BEGIN

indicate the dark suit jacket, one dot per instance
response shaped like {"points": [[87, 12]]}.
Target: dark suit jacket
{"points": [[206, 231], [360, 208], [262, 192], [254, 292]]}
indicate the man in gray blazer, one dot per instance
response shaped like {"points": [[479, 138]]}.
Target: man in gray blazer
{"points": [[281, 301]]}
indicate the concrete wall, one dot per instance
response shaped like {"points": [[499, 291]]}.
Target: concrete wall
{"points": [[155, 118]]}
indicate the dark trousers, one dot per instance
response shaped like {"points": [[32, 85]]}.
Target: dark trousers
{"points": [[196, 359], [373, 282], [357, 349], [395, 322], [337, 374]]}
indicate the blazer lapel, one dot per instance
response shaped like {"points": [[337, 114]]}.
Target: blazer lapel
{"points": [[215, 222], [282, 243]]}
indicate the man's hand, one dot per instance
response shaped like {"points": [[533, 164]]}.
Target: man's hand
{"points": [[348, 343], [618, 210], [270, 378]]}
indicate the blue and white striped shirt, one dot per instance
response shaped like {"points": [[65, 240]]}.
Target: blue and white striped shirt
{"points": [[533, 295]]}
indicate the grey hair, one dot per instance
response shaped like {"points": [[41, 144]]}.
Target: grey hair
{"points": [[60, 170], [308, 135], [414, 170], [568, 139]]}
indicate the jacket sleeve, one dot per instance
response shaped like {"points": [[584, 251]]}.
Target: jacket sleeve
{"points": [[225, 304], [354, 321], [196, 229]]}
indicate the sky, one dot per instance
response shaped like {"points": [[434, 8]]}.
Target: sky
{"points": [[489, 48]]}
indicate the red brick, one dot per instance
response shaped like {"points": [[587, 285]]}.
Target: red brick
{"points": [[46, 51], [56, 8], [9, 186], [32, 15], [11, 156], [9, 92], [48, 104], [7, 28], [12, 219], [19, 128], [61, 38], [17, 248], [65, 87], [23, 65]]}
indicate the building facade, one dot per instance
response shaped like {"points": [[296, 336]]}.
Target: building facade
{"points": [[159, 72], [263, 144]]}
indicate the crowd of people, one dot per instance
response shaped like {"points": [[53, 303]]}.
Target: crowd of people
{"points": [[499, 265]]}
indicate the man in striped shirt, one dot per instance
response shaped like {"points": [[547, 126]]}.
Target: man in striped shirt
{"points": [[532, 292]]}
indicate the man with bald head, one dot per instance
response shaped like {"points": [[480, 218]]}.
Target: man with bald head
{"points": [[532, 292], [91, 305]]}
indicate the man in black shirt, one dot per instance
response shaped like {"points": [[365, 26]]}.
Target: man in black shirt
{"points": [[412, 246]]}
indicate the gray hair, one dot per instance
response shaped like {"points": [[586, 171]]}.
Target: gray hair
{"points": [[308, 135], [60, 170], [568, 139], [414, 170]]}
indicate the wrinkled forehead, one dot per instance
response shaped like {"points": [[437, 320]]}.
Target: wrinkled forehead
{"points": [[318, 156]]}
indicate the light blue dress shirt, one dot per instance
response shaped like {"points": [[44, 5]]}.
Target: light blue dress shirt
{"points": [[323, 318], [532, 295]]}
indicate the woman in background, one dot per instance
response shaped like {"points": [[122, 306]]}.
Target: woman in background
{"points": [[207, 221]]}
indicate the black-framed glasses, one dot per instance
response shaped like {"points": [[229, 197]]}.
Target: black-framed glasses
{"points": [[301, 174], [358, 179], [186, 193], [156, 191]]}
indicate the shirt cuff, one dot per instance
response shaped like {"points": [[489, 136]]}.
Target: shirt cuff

END

Reproduce all of the data above line for line, with no changes.

indicate the dark suit jacket, one dot per instance
response shaped like {"points": [[87, 12]]}.
Target: dark suit jacket
{"points": [[206, 231], [360, 208], [262, 192], [254, 292]]}
indicate the man in gray blazer, one dot per instance
response shaped like {"points": [[479, 138]]}.
Target: man in gray blazer
{"points": [[281, 301]]}
indicate the concrete wall, one dot per instance
response shaped like {"points": [[499, 291]]}.
Target: concrete wall
{"points": [[155, 118]]}
indicate the dark trousers, one dot per instance
response shaped like {"points": [[32, 85]]}.
Target: dark trousers
{"points": [[196, 359], [373, 282], [357, 349], [395, 322], [337, 374]]}
indicate the blazer lapel, one dot per instance
response shaped like {"points": [[337, 114]]}.
Target: blazer lapel
{"points": [[215, 222], [282, 243]]}
indicate the man's hand, one dot per instance
response shaped like {"points": [[533, 164]]}.
Target: man's hand
{"points": [[348, 343], [618, 210], [270, 378]]}
indicate the blue and white striped shirt, one dot per instance
response shaped like {"points": [[65, 240]]}.
Target: blue and white striped shirt
{"points": [[533, 295]]}
indicate the grey hair, one dot per instance
response shaped like {"points": [[41, 144]]}.
Target: grey hair
{"points": [[60, 170], [308, 135], [414, 170], [568, 139]]}
indicate the jacket sleeve, one dot per instance
response shaped like {"points": [[584, 251]]}.
Target: jacket sleeve
{"points": [[225, 304], [354, 321], [196, 229]]}
indicate the sky, one dot per instance
response shaped like {"points": [[434, 8]]}.
Target: sky
{"points": [[489, 48]]}
indicate the red brick, one dot per instance
response shaped like {"points": [[587, 285]]}.
Target: red brick
{"points": [[46, 51], [56, 8], [9, 186], [32, 15], [11, 156], [9, 92], [48, 104], [7, 28], [12, 219], [19, 128], [61, 38], [17, 248], [65, 87], [23, 65]]}
indicate the building facade, one dot per instance
response shaped like {"points": [[296, 336]]}.
Target: building facade
{"points": [[159, 72], [263, 144]]}
indicate the crowd of people, one dot per instance
response shaped like {"points": [[53, 303]]}.
Target: crowd of people
{"points": [[499, 265]]}
indicate the man in striped shirt, one dot per instance
response shaped like {"points": [[547, 126]]}.
Target: man in striped shirt
{"points": [[532, 292]]}
indicate the man with bald head, one dot per instance
response shaped like {"points": [[480, 218]]}.
Target: man with bald head
{"points": [[532, 292], [91, 305]]}
indicate the man in black shirt, one dot per instance
response shaped like {"points": [[365, 26]]}.
Target: man in black shirt
{"points": [[412, 246]]}
indicate the gray hair, one dot per instance
response shaped like {"points": [[586, 171]]}.
Target: gray hair
{"points": [[308, 135], [60, 170], [568, 139], [414, 170]]}
indicate the wrinkled forehead, one dot per instance
response shaped like {"points": [[437, 320]]}.
Target: wrinkled forehead
{"points": [[318, 156]]}
indicate the light blue dress shirt, one dot per instance
response shaped like {"points": [[44, 5]]}.
Target: light blue dress shirt
{"points": [[323, 318], [532, 295]]}
indicate the woman in background, one dot per instance
response shaped like {"points": [[122, 306]]}.
Target: woman in background
{"points": [[207, 221]]}
indicate the black-framed glasses, one dot per instance
response shaped like {"points": [[229, 197]]}.
Target: black-framed glasses
{"points": [[301, 174], [358, 179], [186, 193], [156, 191]]}
indicate the shirt cuff, one dot per instance
response shaped like {"points": [[489, 136]]}.
Target: shirt cuff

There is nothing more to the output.